*EXCERPTED PASSAGE*:
Studio album by The Watchmen
- Released: 1991
- Studio: Sounds Bueno Studios (San Diego, California)
- Genre: Electro-industrial
- Length: 42:46
- Label: Prescient Thought
- Producer: Dave Mansfield

The Watchmen chronology
|  | Is God in Showbusiness Too? (1991) | Plague (1992) |

= Is God in Showbusiness Too? =

Is God in Showbusiness Too? is the debut studio album of The Watchmen, released in 1991 by Prescient Thought.

==Reception==
X Magazine gave Is God in Showbusiness Too? a mixed review and said "overall, these guys are really tight, more so than any unsigned band I've ever listened to. Bandleader Dave Creadeau has a good ear for blending the evil and the ethereal, and that comes out especially well on instrumental tracks such as "Brave New ; World," "Nine-Eleven" and the haunting sample-narrated "Black Rain"." The magazine noted that "the only things that make it sound like it's not a full-on pro-level industrial-dance album are a handful of rough-sounding synth patches and a couple of samples that are kind of clumsily used."

*BRIEF 1*:
Pick out every line in the records below that contains the word "claw", and copy each one in full.
The album article and the records were taken from unrelated sources.

*DATASET*:
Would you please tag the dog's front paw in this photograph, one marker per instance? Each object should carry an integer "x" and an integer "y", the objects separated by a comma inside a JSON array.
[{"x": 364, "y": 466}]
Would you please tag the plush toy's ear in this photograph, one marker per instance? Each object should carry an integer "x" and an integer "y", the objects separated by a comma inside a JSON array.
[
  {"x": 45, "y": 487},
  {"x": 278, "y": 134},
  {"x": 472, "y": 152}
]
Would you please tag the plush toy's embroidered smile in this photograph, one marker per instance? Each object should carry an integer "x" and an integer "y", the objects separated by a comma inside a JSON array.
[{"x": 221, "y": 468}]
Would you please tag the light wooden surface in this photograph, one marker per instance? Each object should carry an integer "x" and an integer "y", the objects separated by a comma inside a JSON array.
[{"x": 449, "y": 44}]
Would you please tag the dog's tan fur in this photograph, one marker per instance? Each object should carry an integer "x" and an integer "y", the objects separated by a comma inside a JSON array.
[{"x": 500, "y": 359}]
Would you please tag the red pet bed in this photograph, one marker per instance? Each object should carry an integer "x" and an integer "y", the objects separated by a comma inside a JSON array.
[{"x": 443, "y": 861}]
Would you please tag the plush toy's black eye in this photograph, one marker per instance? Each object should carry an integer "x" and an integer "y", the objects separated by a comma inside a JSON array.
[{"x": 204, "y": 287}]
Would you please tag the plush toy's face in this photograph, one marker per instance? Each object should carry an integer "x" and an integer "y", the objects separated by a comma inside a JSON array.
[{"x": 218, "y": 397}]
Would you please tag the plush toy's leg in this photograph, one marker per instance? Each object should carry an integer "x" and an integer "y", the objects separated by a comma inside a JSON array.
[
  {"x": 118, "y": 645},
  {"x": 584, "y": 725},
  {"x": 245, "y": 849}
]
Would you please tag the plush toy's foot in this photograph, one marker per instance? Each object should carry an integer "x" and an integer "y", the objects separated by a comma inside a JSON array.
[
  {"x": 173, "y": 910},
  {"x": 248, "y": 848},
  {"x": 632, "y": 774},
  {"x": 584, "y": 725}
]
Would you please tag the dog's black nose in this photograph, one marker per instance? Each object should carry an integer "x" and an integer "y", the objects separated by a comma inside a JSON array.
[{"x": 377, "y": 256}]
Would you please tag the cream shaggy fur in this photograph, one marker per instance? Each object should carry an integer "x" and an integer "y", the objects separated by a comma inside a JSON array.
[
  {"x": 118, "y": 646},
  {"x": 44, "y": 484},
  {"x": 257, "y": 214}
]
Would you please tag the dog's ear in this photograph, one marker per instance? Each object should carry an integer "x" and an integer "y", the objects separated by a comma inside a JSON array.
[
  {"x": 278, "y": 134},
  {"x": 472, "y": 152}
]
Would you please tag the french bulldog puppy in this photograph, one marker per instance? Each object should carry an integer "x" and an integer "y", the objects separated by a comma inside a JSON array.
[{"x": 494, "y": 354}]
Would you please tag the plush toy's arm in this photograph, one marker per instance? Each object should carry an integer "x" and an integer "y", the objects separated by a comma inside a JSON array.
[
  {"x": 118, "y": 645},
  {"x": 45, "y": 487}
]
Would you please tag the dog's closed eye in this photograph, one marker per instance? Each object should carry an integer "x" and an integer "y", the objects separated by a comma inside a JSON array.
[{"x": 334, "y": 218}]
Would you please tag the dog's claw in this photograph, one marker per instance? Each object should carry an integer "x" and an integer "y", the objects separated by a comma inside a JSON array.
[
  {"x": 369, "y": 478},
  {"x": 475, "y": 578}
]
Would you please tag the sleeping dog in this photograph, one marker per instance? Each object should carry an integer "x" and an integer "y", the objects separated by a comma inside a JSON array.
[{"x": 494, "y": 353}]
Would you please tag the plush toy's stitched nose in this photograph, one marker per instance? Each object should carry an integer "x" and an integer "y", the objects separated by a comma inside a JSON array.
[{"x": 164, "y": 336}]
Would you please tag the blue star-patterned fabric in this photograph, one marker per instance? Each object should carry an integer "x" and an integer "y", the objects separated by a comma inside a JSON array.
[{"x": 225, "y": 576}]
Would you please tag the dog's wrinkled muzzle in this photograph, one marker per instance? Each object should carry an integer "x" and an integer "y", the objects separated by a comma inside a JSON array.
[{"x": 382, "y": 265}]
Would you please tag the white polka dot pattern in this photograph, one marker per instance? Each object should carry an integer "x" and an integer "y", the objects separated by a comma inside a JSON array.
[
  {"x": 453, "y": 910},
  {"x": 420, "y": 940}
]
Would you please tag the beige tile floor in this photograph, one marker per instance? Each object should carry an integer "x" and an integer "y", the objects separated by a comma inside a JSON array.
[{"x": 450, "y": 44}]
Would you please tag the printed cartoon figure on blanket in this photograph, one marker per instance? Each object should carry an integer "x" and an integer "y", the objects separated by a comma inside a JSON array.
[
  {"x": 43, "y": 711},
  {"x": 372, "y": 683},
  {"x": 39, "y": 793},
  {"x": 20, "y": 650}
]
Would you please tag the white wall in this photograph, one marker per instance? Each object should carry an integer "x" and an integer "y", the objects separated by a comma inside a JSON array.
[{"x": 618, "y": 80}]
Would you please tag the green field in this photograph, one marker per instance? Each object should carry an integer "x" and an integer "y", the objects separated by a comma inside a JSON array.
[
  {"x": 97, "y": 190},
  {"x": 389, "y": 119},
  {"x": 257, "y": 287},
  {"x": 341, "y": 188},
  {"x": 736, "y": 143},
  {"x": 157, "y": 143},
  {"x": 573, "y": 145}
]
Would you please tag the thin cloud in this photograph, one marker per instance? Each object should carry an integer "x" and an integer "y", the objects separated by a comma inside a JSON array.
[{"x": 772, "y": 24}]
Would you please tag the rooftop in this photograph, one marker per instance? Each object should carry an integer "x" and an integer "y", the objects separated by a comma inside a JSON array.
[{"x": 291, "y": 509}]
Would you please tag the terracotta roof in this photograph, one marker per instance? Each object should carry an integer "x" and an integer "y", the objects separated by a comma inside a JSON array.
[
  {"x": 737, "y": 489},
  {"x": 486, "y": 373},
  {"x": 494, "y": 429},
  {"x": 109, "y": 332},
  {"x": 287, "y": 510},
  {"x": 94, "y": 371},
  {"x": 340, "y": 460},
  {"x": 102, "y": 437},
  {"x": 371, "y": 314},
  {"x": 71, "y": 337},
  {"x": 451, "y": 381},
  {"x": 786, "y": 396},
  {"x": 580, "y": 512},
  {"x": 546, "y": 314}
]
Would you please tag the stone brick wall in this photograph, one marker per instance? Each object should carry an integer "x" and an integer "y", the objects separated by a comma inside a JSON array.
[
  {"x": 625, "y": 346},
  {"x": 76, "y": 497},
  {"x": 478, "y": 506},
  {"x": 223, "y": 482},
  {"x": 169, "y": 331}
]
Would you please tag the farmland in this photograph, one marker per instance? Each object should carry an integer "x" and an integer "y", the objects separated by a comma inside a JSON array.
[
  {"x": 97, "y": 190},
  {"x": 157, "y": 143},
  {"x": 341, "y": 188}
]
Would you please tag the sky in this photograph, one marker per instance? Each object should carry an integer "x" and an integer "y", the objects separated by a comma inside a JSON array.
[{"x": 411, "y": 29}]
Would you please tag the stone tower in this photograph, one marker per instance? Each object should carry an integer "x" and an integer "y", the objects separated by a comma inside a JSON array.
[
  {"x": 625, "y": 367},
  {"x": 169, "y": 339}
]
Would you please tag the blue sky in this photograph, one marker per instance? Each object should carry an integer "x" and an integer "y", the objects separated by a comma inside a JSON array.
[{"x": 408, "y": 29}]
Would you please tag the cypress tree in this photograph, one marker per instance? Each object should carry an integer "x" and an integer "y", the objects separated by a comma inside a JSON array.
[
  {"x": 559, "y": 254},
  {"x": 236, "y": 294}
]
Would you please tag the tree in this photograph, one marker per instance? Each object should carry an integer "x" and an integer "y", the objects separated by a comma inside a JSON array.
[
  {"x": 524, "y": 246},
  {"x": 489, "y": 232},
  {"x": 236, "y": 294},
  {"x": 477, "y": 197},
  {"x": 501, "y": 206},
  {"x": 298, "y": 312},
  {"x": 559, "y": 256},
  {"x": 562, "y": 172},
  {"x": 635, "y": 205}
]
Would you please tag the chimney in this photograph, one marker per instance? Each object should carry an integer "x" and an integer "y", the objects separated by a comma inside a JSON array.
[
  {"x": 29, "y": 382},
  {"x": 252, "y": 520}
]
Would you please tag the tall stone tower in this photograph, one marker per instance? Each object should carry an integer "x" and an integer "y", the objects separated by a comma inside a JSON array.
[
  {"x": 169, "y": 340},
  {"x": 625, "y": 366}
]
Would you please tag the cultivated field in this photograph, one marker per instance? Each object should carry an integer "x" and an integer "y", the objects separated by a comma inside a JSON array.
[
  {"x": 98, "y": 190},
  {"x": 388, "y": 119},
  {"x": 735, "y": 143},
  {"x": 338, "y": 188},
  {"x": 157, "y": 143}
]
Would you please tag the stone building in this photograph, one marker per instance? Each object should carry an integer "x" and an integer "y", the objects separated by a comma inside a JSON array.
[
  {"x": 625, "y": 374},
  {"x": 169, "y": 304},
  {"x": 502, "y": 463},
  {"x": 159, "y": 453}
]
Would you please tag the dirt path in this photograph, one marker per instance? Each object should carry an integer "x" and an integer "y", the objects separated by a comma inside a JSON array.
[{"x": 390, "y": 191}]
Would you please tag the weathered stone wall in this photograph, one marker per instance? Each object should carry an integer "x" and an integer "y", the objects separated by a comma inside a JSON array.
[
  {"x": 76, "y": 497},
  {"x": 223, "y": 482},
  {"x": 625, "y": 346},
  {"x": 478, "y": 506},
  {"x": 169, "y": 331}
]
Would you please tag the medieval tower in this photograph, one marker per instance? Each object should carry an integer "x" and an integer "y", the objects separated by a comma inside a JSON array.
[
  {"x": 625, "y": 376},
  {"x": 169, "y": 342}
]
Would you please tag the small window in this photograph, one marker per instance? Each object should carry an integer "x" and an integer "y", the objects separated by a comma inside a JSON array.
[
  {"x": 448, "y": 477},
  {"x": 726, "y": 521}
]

*BRIEF 2*:
Extend the album article on Is God in Showbusiness Too? by writing what comes after its last sentence.

*TASK RESPONSE 1*:
Would you please tag the dog's claw in this photograph, one marker per instance? Each object should carry an integer "x" and an integer "y", the objects separated by a comma inside a JSON array.

*TASK RESPONSE 2*:
==Track listing==

Side one
| No. | Title | Length |
|---|---|---|
| 1. | "Brave New World" | 2:01 |
| 2. | "Mutual Assured Destruction" | 4:54 |
| 3. | "Redemption" | 3:13 |
| 4. | "Under the Steeple" | 4:16 |
| 5. | "Black Rain" | 3:16 |
| 6. | "Gangland" | 4:21 |

Side two
| No. | Title | Length |
|---|---|---|
| 1. | "The Fury" |  |
| 2. | "Crash!" | 4:16 |
| 3. | "Nine-Eleven" | 1:32 |
| 4. | "Obsession" | 3:05 |
| 5. | "Merciful Release" | 4:26 |
| 6. | "The End..." | 2:28 |

== Personnel ==
Adapted from the Plague liner notes.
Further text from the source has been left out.